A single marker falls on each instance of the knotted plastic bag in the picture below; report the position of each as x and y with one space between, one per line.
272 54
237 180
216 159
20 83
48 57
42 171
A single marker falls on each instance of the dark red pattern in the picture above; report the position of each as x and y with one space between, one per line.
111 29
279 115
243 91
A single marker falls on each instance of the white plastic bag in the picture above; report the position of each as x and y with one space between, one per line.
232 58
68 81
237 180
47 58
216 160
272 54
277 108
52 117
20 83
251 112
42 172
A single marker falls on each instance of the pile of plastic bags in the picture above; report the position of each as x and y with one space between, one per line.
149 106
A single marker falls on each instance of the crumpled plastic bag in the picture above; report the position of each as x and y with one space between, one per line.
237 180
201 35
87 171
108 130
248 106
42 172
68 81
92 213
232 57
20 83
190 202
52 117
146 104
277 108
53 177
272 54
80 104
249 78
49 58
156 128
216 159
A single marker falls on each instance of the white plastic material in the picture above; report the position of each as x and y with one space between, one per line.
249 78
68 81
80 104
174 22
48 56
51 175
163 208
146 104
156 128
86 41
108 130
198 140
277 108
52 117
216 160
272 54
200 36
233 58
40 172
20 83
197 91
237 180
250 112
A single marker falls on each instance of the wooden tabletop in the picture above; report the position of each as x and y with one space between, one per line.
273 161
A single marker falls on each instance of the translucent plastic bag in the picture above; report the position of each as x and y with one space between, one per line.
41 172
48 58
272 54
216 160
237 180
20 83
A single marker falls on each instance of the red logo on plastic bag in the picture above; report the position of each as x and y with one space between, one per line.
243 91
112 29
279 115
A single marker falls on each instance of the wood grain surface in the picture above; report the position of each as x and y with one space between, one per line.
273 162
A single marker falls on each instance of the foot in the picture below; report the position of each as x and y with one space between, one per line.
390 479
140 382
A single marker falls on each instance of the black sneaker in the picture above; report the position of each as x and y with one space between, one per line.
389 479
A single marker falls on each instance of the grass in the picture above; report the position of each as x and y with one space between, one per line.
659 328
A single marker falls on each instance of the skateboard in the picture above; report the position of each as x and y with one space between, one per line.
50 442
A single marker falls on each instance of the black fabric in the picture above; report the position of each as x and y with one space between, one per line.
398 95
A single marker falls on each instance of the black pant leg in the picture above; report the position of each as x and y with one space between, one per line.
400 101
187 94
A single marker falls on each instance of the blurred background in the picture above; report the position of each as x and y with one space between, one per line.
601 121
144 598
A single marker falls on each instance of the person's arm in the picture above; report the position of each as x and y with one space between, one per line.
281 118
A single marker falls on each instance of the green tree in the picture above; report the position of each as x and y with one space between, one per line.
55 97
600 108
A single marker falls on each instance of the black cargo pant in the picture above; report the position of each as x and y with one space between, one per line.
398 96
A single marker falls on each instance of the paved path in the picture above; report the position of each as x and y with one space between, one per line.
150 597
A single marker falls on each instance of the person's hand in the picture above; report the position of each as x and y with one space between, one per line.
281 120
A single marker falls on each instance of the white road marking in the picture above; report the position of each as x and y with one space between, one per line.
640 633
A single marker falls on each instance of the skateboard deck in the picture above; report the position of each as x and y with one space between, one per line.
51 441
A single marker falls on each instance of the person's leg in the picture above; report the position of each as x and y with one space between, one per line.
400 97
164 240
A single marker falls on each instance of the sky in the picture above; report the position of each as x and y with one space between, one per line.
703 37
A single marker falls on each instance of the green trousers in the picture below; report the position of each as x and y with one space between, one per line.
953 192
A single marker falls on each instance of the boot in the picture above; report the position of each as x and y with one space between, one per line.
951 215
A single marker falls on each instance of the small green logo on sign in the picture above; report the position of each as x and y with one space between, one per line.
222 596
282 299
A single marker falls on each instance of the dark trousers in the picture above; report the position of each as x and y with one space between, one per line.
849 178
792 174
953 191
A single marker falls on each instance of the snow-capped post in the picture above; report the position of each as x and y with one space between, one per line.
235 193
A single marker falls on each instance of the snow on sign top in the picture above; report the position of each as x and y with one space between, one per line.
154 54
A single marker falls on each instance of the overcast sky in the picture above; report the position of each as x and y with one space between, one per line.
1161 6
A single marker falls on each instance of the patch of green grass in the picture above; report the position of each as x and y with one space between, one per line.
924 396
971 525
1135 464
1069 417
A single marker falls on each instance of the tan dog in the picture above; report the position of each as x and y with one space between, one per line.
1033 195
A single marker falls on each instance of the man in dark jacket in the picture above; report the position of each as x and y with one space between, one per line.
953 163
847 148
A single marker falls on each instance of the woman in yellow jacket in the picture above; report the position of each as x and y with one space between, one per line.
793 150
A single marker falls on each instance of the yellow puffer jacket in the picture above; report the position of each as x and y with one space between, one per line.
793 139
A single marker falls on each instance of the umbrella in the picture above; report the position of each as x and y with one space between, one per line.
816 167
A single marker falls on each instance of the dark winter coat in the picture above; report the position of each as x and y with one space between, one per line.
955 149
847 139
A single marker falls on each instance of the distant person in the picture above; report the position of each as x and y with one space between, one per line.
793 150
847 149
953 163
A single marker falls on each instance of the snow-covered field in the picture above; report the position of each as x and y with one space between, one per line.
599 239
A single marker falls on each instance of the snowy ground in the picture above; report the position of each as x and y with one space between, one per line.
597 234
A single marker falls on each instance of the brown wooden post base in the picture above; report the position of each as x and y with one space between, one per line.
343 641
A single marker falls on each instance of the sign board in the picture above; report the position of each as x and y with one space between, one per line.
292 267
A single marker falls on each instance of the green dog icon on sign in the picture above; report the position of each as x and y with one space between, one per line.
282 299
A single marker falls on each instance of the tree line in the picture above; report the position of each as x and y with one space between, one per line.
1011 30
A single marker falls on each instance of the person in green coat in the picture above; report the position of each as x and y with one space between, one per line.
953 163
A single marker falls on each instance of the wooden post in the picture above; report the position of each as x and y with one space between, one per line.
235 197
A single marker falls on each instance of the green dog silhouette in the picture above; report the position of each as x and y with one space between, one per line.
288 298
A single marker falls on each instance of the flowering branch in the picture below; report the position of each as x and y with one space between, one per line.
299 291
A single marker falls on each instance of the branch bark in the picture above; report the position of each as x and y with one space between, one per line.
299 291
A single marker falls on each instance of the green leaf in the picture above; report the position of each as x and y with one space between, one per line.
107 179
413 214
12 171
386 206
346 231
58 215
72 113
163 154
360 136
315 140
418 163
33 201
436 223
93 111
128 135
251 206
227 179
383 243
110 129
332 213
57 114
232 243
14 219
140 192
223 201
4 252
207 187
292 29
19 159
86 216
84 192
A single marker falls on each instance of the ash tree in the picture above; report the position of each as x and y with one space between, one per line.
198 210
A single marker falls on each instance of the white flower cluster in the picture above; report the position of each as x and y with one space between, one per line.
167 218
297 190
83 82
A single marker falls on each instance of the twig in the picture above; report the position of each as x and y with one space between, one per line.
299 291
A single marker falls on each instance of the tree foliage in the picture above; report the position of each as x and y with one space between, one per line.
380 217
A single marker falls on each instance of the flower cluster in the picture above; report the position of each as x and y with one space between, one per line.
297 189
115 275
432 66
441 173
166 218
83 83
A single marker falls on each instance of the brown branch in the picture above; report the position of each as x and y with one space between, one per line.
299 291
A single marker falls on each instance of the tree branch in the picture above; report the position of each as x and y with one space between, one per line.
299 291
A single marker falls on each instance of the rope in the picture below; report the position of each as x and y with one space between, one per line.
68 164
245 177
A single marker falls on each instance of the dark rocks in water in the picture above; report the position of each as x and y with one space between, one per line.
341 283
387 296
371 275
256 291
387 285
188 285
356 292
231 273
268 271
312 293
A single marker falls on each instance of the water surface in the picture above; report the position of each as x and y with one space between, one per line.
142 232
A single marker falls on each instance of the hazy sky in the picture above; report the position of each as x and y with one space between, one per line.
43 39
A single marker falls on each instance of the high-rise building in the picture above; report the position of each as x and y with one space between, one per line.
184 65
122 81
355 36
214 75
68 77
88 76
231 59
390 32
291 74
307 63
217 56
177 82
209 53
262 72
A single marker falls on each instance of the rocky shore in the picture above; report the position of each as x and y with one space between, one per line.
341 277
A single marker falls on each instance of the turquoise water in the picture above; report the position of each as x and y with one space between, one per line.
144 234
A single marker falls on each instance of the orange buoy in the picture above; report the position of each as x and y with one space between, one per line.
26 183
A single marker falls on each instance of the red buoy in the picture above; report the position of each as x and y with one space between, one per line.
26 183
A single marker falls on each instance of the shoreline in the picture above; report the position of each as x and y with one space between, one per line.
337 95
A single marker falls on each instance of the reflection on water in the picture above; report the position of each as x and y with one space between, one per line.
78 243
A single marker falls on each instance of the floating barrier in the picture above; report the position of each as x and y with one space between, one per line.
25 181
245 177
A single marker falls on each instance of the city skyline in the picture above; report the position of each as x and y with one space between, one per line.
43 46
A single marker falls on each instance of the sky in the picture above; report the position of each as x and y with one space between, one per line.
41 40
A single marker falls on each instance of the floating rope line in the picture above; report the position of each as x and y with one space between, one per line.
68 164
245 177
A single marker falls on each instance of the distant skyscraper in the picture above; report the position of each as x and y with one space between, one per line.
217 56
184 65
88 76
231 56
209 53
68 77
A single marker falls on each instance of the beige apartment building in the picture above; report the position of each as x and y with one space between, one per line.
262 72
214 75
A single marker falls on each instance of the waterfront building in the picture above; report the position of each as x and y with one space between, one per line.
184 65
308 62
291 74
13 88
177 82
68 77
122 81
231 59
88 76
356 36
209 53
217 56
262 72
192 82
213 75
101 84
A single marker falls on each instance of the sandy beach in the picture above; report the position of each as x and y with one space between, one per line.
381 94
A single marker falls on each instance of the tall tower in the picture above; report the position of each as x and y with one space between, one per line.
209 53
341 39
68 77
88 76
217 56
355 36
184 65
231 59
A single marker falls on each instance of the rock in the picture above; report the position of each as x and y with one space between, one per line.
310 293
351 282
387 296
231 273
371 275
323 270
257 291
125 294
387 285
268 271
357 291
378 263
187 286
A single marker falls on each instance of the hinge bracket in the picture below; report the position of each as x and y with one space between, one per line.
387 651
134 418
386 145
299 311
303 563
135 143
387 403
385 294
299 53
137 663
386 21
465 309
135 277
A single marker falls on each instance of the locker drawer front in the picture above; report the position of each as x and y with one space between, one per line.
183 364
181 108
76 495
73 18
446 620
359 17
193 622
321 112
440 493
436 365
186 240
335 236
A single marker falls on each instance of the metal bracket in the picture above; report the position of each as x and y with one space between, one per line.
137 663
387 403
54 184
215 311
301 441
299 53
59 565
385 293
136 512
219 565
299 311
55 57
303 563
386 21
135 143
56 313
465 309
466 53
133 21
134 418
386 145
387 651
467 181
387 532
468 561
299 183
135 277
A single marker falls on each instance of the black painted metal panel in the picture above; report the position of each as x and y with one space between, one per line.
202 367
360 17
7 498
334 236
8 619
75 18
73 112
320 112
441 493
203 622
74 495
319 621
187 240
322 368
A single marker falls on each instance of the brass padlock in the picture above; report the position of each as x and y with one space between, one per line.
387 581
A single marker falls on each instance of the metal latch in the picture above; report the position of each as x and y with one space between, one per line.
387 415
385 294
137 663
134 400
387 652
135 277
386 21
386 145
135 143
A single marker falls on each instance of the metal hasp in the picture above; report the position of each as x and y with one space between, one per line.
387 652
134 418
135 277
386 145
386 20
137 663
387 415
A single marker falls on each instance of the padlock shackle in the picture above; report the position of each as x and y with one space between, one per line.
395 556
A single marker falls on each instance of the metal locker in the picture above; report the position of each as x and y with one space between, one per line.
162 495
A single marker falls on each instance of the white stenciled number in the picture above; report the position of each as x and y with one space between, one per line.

----------------------------------------

* [Task brief]
Transcribe exactly, and only, the lines from the one bearing "A single marker falls on each instance of the black painted" through the last line of the entries, counting both.

* [Output below]
A single marker falls on each instance of the black painted metal panel in the picture above; report the position of each as x and y with one space between, one per line.
202 367
360 17
7 498
334 236
8 619
75 18
73 112
320 112
441 493
203 622
74 495
319 621
187 240
322 368
A single marker falls on each instance of the brass padlock in the picture above; report the position of each as x and y with one space between, one per line.
387 581
A single marker falls on each instance of the metal latch in the picture above; report the position of each as x and y with one space between, one per line.
387 415
385 294
137 663
134 400
387 652
135 277
386 21
386 145
135 143
A single marker falls on each instance of the metal hasp in the picture above; report the position of each as x and y with one space between, one per line.
387 652
134 418
135 277
386 145
386 20
137 663
387 415
A single marker falls on each instance of the padlock shackle in the picture above; report the position of each as x and y with one space between, one per line.
395 556
A single marker falls on each instance of the metal locker in the picture above; report the position of each as x and y with one space between, one per line.
162 495
A single marker falls on each instance of the white stenciled number in the picture above; report the position of each as x and y with one space between, one per line.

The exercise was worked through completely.